PROVIDED TEXT =>
════════════════════
News of Note

CRA indicates that shares of a portfolio investment company potentially may qualify as excluded shares for TOSI purposes

2018 STEP Roundtable Q.7 indicated that the shares of a holding company (or of a company generating no business income) cannot qualify as excluded shares for purposes of the split income rules. CRA noted that if the company instead has “a business whose principal purpose is to derive income from property, including interest, dividends, rents and royalties, such as investment management corporations” then “the condition in subparagraph (a)(i) of the definition of “excluded shares" in subsection 120.4(1) would be satisfied.”

For example, suppose that:

  • Mr. and Mrs. X (both age 35) respectively hold 90% and 10% of the voting common shares of Holdco
  • Holdco holds all the shares of Opco in whose business Mrs. X has no involvement
  • Holdco in its preceding year did not receive any dividends from Opco and it holds passive investments (acquired some time ago out of dividends received from Opco) which, in the previous year, generated interest and dividends of $100,000,
  • Holdco now pays a dividend (representing much of the previously received income) pro rata to Mr. and Mrs. X.

CRA considers that her shares are “excluded shares” if such $100,000 of income was “derived from the carrying on of a business the purpose of which is to earn interest income and dividends … notwithstanding the fact that the capital used in the acquisition by Holdco of the property used in carrying on its business was derived from dividends received from Opco.” As the dividend received by her would constitute an "excluded amount" per s. (g)(i) of the definition thereof, she would not be subject to the split income tax thereon.

Maybe it was a good idea after all for your family holding company to have accumulated a lot of portfolio investments.

Neal Armstrong. Summary of 5 October 2018 APFF Roundtable, Q.9 under s. 120.4(1) - excluded shares - (a)(i).
════════════════════
EXERCISES =>
1. From the text on CRA and excluded shares, list the kinds of income from property that the quoted CRA description of an investment business names.
2. Please carry on the text on CRA and excluded shares from the point where it stops.
The data below is not needed for anything here.

Labeled point records
════════════════════
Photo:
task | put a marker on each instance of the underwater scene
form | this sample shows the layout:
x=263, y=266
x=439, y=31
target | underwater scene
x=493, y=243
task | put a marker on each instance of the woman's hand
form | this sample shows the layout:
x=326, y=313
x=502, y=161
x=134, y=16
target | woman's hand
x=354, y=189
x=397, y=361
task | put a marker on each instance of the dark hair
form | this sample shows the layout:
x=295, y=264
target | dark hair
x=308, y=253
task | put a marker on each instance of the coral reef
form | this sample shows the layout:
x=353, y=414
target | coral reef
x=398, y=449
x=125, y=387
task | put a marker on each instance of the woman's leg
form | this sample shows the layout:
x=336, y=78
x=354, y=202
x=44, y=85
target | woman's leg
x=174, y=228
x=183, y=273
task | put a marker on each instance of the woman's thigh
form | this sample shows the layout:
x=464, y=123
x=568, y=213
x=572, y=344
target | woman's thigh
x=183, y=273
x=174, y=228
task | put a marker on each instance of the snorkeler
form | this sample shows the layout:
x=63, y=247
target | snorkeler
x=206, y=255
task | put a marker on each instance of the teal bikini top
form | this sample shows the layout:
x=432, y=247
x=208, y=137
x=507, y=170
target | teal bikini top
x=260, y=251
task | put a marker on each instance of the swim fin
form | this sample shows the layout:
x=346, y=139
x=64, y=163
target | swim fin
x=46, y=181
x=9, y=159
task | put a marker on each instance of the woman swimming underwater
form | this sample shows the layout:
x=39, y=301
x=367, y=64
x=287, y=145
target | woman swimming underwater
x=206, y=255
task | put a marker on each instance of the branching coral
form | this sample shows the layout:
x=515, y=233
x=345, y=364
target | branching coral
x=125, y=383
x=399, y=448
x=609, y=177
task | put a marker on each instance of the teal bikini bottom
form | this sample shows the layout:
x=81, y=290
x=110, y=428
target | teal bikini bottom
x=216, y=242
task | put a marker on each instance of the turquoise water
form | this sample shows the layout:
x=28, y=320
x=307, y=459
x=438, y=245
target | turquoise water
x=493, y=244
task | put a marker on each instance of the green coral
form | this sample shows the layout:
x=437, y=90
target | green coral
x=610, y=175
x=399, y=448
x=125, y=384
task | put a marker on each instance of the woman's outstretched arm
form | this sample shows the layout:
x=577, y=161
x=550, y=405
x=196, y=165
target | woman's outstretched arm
════════════════════
WRITTEN RESPONSES =>
1. Interest, dividends, rents, royalties

2.
Commissioned employees can deduct only 25% of the restaurant tab when they take out a client in their base city

By virtue of the combined operation of s. 8(4) and s. 67.1(1), the deduction for where a commissioned employee takes a client out to a restaurant within the metropolitan area of the employer is limited to 25% of the bill, i.e., a complete denial for the employee’s portion under s. 8(4) and a 50% denial for the client’s portion under s. 67.1(1). The Quebec equivalent of s. 8(4) provides an exception from its application where the commissioned employee takes a meal with a client.

CRA effectively confirmed that this was how the federal provisions operated, and stated:

At the request of the APFF, the situation described in the statement of the question and the response of the CRA will be brought to the attention of that Department [of Finance].

Neal Armstrong. Summary of 5 October 2018 APFF Roundtable, Q.8 under s. 8(4).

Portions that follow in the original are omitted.